● **About this task**
Transcribe exactly the lines that fall between the one holding "One point rides on each instance of the wooden plank" and the one holding "One point rides on each instance of the wooden ramp, each", inclusive, from the entries below.

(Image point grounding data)
- - -

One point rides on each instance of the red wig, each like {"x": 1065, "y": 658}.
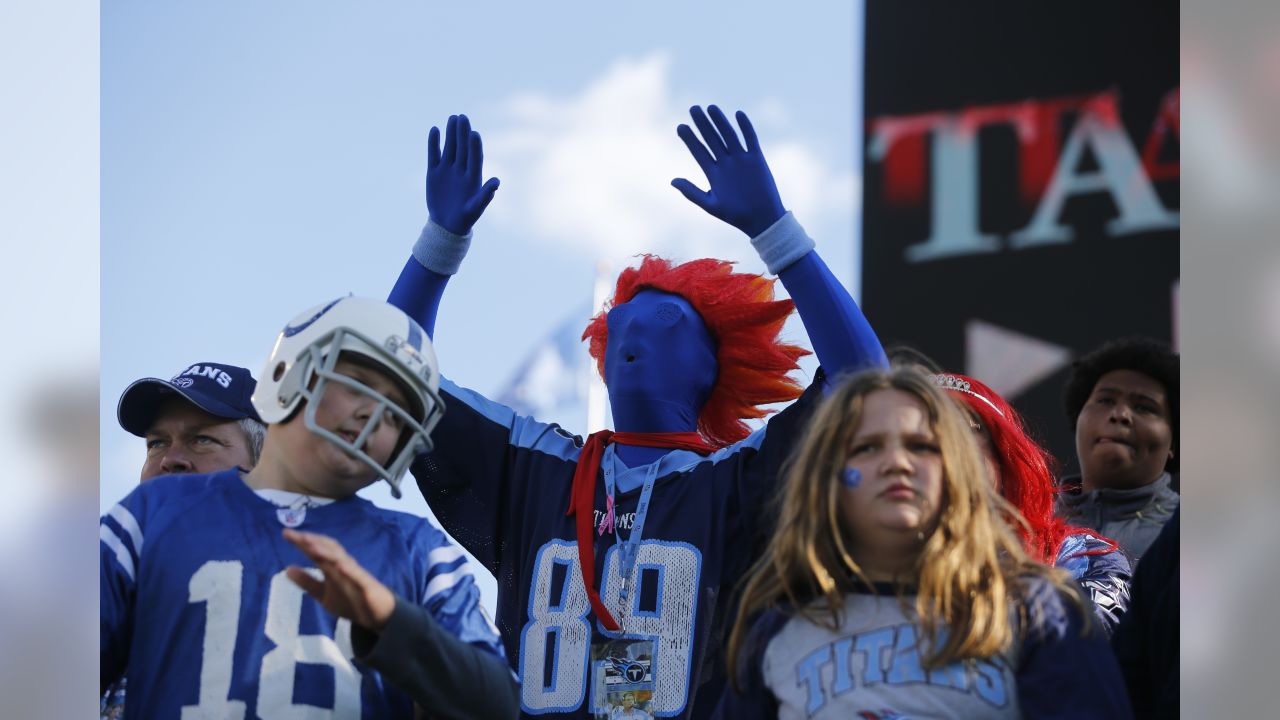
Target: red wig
{"x": 1027, "y": 479}
{"x": 743, "y": 319}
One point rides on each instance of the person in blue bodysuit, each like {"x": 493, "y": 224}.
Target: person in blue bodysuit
{"x": 667, "y": 511}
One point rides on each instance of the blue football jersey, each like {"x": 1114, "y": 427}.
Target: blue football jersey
{"x": 501, "y": 484}
{"x": 197, "y": 607}
{"x": 1102, "y": 570}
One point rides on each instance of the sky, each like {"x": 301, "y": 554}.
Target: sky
{"x": 257, "y": 159}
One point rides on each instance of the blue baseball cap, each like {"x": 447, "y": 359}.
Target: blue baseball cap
{"x": 219, "y": 390}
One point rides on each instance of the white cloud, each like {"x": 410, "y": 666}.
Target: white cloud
{"x": 592, "y": 172}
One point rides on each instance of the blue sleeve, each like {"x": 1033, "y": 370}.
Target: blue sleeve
{"x": 1102, "y": 572}
{"x": 840, "y": 333}
{"x": 1065, "y": 665}
{"x": 453, "y": 600}
{"x": 119, "y": 551}
{"x": 488, "y": 464}
{"x": 417, "y": 292}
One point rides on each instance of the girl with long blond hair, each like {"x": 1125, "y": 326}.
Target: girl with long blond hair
{"x": 894, "y": 587}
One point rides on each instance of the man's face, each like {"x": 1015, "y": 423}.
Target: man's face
{"x": 344, "y": 411}
{"x": 184, "y": 440}
{"x": 1123, "y": 436}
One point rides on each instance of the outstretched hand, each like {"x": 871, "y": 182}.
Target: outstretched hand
{"x": 455, "y": 196}
{"x": 346, "y": 589}
{"x": 743, "y": 191}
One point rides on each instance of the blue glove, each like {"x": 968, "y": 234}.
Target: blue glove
{"x": 743, "y": 190}
{"x": 455, "y": 196}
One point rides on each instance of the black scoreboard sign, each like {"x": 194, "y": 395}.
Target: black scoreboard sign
{"x": 1020, "y": 186}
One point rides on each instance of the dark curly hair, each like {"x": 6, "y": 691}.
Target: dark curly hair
{"x": 1144, "y": 355}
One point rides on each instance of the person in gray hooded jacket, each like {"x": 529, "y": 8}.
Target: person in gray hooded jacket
{"x": 1123, "y": 404}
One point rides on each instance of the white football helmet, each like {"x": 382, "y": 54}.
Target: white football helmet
{"x": 302, "y": 364}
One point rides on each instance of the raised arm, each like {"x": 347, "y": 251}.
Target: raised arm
{"x": 743, "y": 194}
{"x": 456, "y": 197}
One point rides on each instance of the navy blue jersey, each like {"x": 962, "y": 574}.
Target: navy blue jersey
{"x": 1102, "y": 570}
{"x": 871, "y": 666}
{"x": 501, "y": 484}
{"x": 196, "y": 604}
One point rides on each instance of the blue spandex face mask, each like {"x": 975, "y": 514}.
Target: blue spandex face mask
{"x": 659, "y": 363}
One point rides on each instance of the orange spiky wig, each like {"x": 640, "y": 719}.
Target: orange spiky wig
{"x": 744, "y": 320}
{"x": 1025, "y": 470}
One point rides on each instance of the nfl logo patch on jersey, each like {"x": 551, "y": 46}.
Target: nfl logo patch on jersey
{"x": 291, "y": 516}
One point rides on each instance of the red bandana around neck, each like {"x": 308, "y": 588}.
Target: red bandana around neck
{"x": 581, "y": 499}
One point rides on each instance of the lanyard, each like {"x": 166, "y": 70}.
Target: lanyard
{"x": 630, "y": 547}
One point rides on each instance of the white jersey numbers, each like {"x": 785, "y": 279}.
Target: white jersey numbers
{"x": 218, "y": 586}
{"x": 556, "y": 643}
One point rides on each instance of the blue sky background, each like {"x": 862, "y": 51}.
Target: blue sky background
{"x": 259, "y": 158}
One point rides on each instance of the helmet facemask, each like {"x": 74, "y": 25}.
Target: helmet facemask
{"x": 397, "y": 360}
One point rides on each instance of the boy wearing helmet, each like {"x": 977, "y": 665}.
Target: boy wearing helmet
{"x": 278, "y": 591}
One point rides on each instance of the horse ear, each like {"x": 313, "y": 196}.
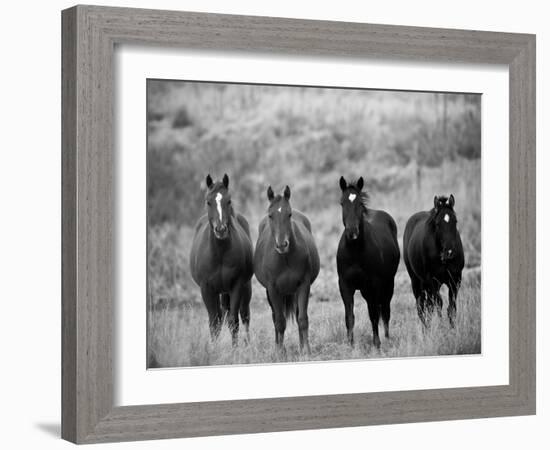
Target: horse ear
{"x": 343, "y": 184}
{"x": 287, "y": 192}
{"x": 452, "y": 201}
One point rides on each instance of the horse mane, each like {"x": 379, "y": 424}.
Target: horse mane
{"x": 442, "y": 200}
{"x": 216, "y": 186}
{"x": 364, "y": 197}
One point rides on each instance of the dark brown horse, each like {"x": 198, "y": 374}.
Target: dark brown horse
{"x": 367, "y": 258}
{"x": 286, "y": 263}
{"x": 221, "y": 260}
{"x": 433, "y": 254}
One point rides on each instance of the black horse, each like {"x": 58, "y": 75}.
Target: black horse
{"x": 367, "y": 258}
{"x": 433, "y": 254}
{"x": 221, "y": 260}
{"x": 286, "y": 263}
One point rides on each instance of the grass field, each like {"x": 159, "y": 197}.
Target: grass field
{"x": 408, "y": 147}
{"x": 180, "y": 335}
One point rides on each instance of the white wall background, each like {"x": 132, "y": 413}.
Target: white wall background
{"x": 30, "y": 225}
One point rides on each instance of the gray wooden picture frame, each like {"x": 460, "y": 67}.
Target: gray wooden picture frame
{"x": 89, "y": 36}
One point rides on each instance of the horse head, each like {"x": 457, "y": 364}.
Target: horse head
{"x": 443, "y": 219}
{"x": 218, "y": 205}
{"x": 353, "y": 206}
{"x": 279, "y": 214}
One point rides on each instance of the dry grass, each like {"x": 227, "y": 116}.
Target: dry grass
{"x": 180, "y": 336}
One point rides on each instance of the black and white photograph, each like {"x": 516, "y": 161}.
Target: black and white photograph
{"x": 288, "y": 224}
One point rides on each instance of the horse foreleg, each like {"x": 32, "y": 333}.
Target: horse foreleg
{"x": 224, "y": 303}
{"x": 385, "y": 308}
{"x": 454, "y": 286}
{"x": 373, "y": 302}
{"x": 303, "y": 320}
{"x": 279, "y": 320}
{"x": 235, "y": 297}
{"x": 245, "y": 309}
{"x": 347, "y": 297}
{"x": 212, "y": 302}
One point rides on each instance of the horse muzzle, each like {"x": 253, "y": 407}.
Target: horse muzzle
{"x": 352, "y": 234}
{"x": 283, "y": 247}
{"x": 447, "y": 255}
{"x": 221, "y": 231}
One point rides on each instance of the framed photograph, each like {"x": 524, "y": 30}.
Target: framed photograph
{"x": 277, "y": 224}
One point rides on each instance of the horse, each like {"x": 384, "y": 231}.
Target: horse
{"x": 433, "y": 254}
{"x": 286, "y": 263}
{"x": 367, "y": 258}
{"x": 221, "y": 261}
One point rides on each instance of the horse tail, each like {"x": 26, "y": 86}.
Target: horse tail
{"x": 291, "y": 306}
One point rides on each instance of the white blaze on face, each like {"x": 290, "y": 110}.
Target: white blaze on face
{"x": 219, "y": 205}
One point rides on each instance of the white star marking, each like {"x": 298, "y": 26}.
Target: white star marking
{"x": 219, "y": 204}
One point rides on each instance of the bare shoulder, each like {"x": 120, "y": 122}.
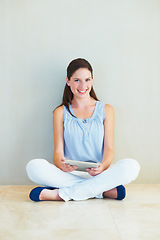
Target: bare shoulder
{"x": 109, "y": 110}
{"x": 59, "y": 112}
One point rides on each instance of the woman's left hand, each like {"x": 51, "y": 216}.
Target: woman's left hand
{"x": 95, "y": 171}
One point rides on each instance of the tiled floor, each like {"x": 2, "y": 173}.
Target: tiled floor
{"x": 137, "y": 217}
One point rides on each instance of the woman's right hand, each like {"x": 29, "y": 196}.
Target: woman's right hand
{"x": 66, "y": 167}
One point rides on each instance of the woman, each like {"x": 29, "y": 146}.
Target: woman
{"x": 83, "y": 130}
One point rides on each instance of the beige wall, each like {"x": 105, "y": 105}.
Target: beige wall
{"x": 39, "y": 38}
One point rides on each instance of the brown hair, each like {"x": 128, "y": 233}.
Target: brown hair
{"x": 73, "y": 66}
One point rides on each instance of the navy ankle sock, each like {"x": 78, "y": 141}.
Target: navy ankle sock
{"x": 121, "y": 192}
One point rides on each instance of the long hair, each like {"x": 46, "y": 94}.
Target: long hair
{"x": 72, "y": 67}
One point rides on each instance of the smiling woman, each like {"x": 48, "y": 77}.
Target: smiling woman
{"x": 83, "y": 131}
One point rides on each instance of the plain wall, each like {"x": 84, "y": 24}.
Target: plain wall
{"x": 38, "y": 39}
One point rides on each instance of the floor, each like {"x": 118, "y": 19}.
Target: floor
{"x": 137, "y": 217}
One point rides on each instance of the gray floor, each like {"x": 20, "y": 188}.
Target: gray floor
{"x": 136, "y": 217}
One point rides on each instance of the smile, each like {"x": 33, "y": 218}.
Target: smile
{"x": 80, "y": 91}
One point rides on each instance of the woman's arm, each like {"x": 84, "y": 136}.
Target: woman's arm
{"x": 58, "y": 128}
{"x": 108, "y": 153}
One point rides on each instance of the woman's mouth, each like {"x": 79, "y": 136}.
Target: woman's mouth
{"x": 82, "y": 91}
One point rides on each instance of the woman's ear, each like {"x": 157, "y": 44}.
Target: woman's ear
{"x": 67, "y": 81}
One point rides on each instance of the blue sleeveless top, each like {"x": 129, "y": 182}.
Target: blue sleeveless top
{"x": 83, "y": 139}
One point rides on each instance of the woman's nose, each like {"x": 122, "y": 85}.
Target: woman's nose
{"x": 83, "y": 85}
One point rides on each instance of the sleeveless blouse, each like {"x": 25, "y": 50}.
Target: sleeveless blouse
{"x": 84, "y": 139}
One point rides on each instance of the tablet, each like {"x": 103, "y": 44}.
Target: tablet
{"x": 81, "y": 165}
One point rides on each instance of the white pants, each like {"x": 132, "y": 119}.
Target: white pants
{"x": 74, "y": 187}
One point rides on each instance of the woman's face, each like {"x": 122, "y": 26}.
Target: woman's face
{"x": 80, "y": 82}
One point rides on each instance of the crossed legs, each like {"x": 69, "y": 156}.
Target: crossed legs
{"x": 75, "y": 187}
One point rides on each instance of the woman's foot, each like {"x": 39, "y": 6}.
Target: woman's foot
{"x": 111, "y": 193}
{"x": 118, "y": 193}
{"x": 49, "y": 195}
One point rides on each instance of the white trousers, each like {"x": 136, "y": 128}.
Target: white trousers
{"x": 80, "y": 185}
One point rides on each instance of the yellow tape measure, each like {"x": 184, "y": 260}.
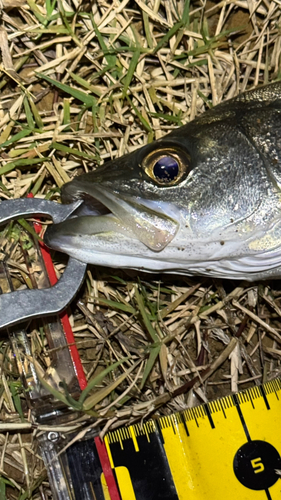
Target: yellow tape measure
{"x": 228, "y": 449}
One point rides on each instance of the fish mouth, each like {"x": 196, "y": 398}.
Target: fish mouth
{"x": 106, "y": 212}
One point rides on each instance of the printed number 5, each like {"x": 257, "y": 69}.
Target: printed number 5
{"x": 257, "y": 465}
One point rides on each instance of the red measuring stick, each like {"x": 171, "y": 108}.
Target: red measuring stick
{"x": 63, "y": 316}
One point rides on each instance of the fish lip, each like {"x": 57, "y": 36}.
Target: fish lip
{"x": 143, "y": 219}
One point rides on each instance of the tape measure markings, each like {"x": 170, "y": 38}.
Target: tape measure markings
{"x": 206, "y": 439}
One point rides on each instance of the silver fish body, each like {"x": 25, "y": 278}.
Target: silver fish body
{"x": 204, "y": 200}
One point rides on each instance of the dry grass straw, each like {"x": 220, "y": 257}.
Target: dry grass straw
{"x": 84, "y": 82}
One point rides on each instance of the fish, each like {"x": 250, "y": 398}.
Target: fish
{"x": 203, "y": 200}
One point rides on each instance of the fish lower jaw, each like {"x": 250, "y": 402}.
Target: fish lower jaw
{"x": 131, "y": 254}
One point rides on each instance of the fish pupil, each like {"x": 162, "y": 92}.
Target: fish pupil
{"x": 166, "y": 169}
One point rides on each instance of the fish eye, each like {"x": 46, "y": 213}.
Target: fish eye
{"x": 166, "y": 167}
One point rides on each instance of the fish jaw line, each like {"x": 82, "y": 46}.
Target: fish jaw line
{"x": 230, "y": 258}
{"x": 152, "y": 227}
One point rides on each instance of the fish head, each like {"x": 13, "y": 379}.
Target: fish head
{"x": 205, "y": 199}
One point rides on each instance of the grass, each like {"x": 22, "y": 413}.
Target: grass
{"x": 79, "y": 87}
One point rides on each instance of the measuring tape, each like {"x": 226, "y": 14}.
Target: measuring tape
{"x": 228, "y": 449}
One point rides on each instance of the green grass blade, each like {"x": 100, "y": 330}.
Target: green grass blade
{"x": 17, "y": 137}
{"x": 116, "y": 305}
{"x": 26, "y": 162}
{"x": 73, "y": 151}
{"x": 131, "y": 70}
{"x": 154, "y": 352}
{"x": 99, "y": 378}
{"x": 77, "y": 94}
{"x": 144, "y": 315}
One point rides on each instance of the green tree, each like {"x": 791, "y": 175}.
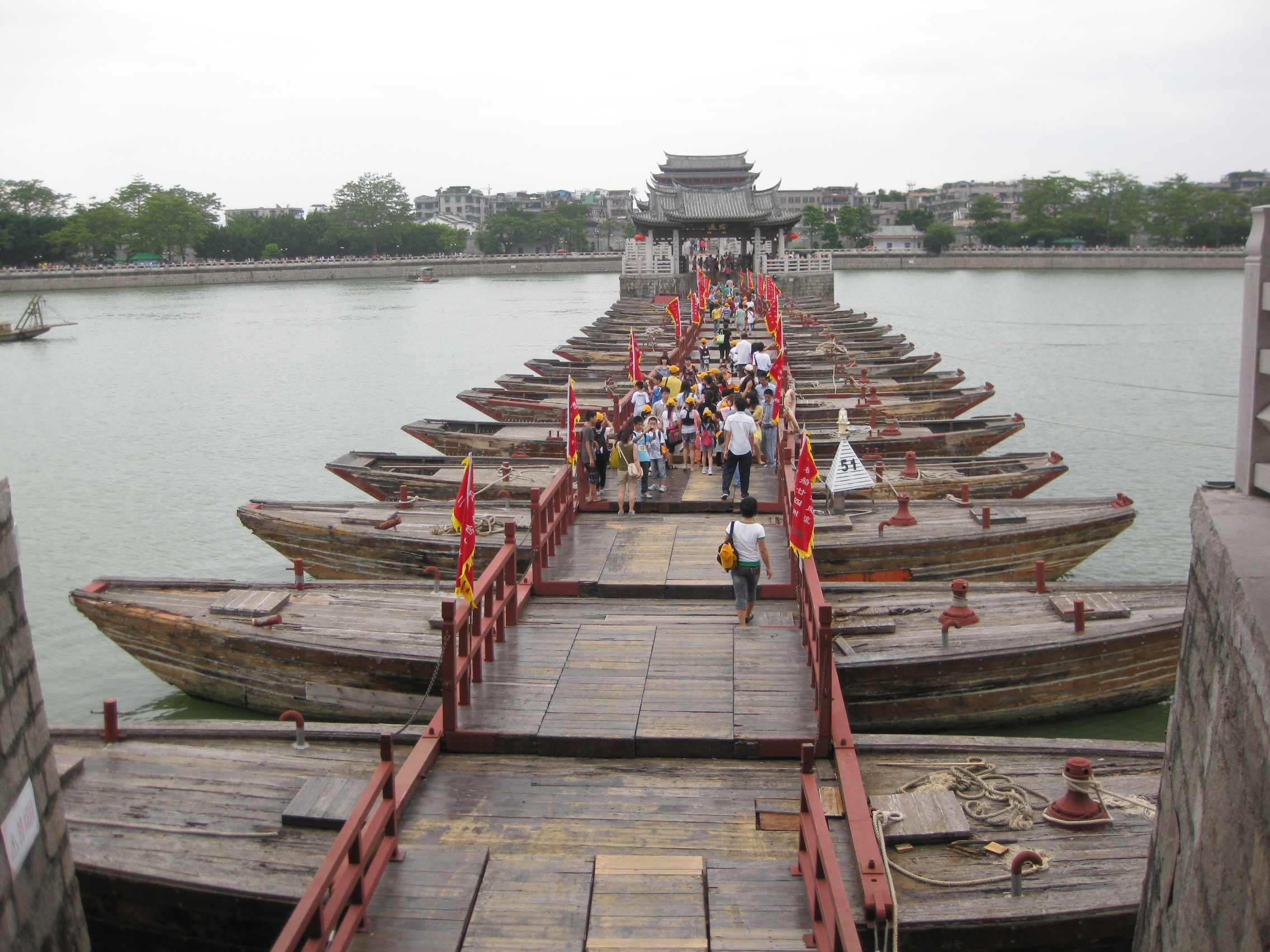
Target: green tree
{"x": 31, "y": 197}
{"x": 812, "y": 222}
{"x": 173, "y": 220}
{"x": 1045, "y": 202}
{"x": 854, "y": 224}
{"x": 374, "y": 207}
{"x": 94, "y": 231}
{"x": 939, "y": 235}
{"x": 920, "y": 218}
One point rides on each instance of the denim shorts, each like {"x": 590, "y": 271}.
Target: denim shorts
{"x": 745, "y": 583}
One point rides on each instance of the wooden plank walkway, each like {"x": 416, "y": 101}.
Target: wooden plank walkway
{"x": 691, "y": 492}
{"x": 657, "y": 555}
{"x": 613, "y": 677}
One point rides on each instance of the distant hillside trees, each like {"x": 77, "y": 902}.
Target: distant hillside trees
{"x": 564, "y": 226}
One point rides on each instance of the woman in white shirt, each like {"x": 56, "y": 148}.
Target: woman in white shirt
{"x": 748, "y": 540}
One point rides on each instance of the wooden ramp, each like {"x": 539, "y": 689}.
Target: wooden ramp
{"x": 658, "y": 555}
{"x": 614, "y": 677}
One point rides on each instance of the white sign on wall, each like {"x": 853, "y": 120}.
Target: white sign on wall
{"x": 21, "y": 827}
{"x": 847, "y": 472}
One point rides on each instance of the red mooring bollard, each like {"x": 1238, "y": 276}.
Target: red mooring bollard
{"x": 1077, "y": 809}
{"x": 1040, "y": 578}
{"x": 111, "y": 731}
{"x": 902, "y": 516}
{"x": 959, "y": 613}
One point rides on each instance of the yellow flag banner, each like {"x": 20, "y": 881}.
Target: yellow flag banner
{"x": 464, "y": 520}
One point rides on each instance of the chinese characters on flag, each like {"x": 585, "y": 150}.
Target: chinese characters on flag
{"x": 572, "y": 452}
{"x": 464, "y": 520}
{"x": 802, "y": 529}
{"x": 674, "y": 310}
{"x": 633, "y": 361}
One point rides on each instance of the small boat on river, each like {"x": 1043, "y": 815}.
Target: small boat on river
{"x": 381, "y": 475}
{"x": 949, "y": 541}
{"x": 32, "y": 323}
{"x": 1023, "y": 659}
{"x": 341, "y": 650}
{"x": 383, "y": 540}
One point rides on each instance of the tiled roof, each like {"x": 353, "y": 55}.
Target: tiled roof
{"x": 675, "y": 204}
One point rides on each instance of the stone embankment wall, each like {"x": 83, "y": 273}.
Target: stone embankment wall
{"x": 1040, "y": 260}
{"x": 1208, "y": 879}
{"x": 268, "y": 273}
{"x": 40, "y": 904}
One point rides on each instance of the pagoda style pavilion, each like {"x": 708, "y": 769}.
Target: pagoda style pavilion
{"x": 710, "y": 197}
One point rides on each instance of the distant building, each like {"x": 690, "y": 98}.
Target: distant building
{"x": 230, "y": 213}
{"x": 898, "y": 237}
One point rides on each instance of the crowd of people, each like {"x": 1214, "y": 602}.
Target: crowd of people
{"x": 695, "y": 418}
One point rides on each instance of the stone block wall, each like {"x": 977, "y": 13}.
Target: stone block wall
{"x": 1208, "y": 878}
{"x": 40, "y": 906}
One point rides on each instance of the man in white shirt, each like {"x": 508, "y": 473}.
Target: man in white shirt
{"x": 761, "y": 360}
{"x": 743, "y": 446}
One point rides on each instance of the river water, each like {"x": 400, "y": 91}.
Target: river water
{"x": 131, "y": 438}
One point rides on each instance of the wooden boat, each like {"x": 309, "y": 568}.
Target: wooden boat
{"x": 343, "y": 650}
{"x": 32, "y": 323}
{"x": 925, "y": 437}
{"x": 934, "y": 404}
{"x": 950, "y": 542}
{"x": 346, "y": 540}
{"x": 211, "y": 864}
{"x": 1021, "y": 661}
{"x": 1010, "y": 477}
{"x": 489, "y": 438}
{"x": 381, "y": 475}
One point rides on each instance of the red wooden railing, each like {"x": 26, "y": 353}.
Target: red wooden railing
{"x": 334, "y": 906}
{"x": 832, "y": 926}
{"x": 833, "y": 731}
{"x": 553, "y": 511}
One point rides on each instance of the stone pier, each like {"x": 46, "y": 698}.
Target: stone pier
{"x": 1208, "y": 879}
{"x": 40, "y": 904}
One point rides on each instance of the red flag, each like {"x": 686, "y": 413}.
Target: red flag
{"x": 464, "y": 520}
{"x": 633, "y": 361}
{"x": 779, "y": 370}
{"x": 802, "y": 529}
{"x": 572, "y": 454}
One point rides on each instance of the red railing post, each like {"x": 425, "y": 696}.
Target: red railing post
{"x": 449, "y": 701}
{"x": 536, "y": 535}
{"x": 828, "y": 670}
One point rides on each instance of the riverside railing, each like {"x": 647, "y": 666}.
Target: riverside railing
{"x": 833, "y": 734}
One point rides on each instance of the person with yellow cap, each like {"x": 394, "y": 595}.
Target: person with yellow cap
{"x": 674, "y": 384}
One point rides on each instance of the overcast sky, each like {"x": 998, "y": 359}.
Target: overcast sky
{"x": 282, "y": 102}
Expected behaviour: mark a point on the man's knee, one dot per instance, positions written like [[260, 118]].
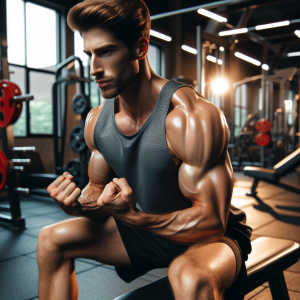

- - -

● **Response area**
One point rides on each instance of the wooden plank walkway, each like {"x": 416, "y": 101}.
Target: wooden plank walkway
{"x": 691, "y": 492}
{"x": 657, "y": 555}
{"x": 613, "y": 677}
One point rides on each instance of the distant hillside trees, each like {"x": 77, "y": 902}.
Target: distant hillside trees
{"x": 564, "y": 226}
One point rides on each instance of the woman in white shirt, each like {"x": 56, "y": 148}.
Target: woman in white shirt
{"x": 748, "y": 540}
One point rides on each instance of the wooden ramp, each like {"x": 539, "y": 689}.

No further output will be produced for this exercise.